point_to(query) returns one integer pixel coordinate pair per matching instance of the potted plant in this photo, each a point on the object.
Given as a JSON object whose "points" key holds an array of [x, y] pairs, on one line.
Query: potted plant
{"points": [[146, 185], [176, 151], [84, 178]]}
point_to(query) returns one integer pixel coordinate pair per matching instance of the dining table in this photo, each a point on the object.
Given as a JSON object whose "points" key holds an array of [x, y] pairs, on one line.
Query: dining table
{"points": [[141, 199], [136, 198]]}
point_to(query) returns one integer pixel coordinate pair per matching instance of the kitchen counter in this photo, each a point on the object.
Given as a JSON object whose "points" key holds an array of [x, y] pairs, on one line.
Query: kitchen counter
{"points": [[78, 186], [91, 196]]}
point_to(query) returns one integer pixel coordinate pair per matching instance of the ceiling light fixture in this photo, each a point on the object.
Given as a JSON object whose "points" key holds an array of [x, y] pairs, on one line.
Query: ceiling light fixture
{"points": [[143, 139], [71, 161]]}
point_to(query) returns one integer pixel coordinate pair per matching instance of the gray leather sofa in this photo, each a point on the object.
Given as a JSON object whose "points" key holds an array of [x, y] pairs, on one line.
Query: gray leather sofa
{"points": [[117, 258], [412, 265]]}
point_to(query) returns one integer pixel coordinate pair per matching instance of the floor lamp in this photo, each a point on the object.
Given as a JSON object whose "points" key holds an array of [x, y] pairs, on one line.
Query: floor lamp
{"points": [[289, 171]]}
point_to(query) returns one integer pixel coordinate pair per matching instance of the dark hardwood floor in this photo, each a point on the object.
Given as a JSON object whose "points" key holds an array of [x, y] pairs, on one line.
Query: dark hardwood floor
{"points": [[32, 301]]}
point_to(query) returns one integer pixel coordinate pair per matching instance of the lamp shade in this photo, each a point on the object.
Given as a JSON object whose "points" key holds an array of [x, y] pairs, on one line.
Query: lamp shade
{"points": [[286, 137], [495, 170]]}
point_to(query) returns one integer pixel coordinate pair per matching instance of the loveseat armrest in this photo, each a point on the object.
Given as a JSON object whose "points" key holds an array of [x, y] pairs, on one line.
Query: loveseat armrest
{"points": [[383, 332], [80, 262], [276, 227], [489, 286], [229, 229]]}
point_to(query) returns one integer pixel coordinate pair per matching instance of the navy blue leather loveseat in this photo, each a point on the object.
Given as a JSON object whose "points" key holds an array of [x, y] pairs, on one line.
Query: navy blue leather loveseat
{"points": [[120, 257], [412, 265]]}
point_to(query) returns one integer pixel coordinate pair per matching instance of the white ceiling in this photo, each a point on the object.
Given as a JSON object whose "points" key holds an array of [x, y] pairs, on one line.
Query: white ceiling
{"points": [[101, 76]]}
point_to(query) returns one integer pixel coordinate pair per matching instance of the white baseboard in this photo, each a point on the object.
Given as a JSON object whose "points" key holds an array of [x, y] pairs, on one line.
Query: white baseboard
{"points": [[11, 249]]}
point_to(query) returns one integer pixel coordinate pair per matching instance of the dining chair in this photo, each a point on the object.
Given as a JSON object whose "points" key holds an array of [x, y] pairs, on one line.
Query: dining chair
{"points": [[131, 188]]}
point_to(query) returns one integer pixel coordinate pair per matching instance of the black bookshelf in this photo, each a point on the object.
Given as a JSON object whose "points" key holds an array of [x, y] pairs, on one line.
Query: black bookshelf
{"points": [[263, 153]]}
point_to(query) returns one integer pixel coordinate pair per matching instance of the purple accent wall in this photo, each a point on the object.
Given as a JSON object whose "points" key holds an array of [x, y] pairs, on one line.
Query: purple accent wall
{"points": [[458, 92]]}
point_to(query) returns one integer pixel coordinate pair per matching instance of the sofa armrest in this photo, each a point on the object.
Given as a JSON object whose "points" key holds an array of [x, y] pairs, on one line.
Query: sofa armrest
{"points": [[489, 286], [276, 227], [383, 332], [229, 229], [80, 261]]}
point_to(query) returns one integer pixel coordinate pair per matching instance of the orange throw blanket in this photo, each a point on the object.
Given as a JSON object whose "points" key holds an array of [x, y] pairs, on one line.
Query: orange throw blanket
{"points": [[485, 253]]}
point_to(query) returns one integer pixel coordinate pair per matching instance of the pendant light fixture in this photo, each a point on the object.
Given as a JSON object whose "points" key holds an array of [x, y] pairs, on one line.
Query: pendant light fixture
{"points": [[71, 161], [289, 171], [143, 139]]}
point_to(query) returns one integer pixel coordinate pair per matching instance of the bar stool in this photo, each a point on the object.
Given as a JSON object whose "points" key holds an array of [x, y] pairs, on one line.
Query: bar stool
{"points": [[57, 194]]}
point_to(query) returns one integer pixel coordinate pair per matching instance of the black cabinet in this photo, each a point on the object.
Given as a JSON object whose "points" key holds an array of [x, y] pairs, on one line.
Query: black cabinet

_ _ _ _

Find the line with "Query: navy blue leather loveseat" in the material above. Reproduce it and each line after it up to and including the line with "the white baseboard".

Query: navy blue leather loveseat
{"points": [[120, 257], [412, 265]]}
point_to(query) returns one integer pixel coordinate pair per matching instance of the white ceiling in this photo, each a point on the object.
Given as a JSON object whose "points" key holds an array of [x, y] pairs, on one line.
Query: white ceiling
{"points": [[101, 76]]}
point_to(query) returns one integer pixel coordinate pair per matching instance of the white baseboard in this photo, each a point on the object.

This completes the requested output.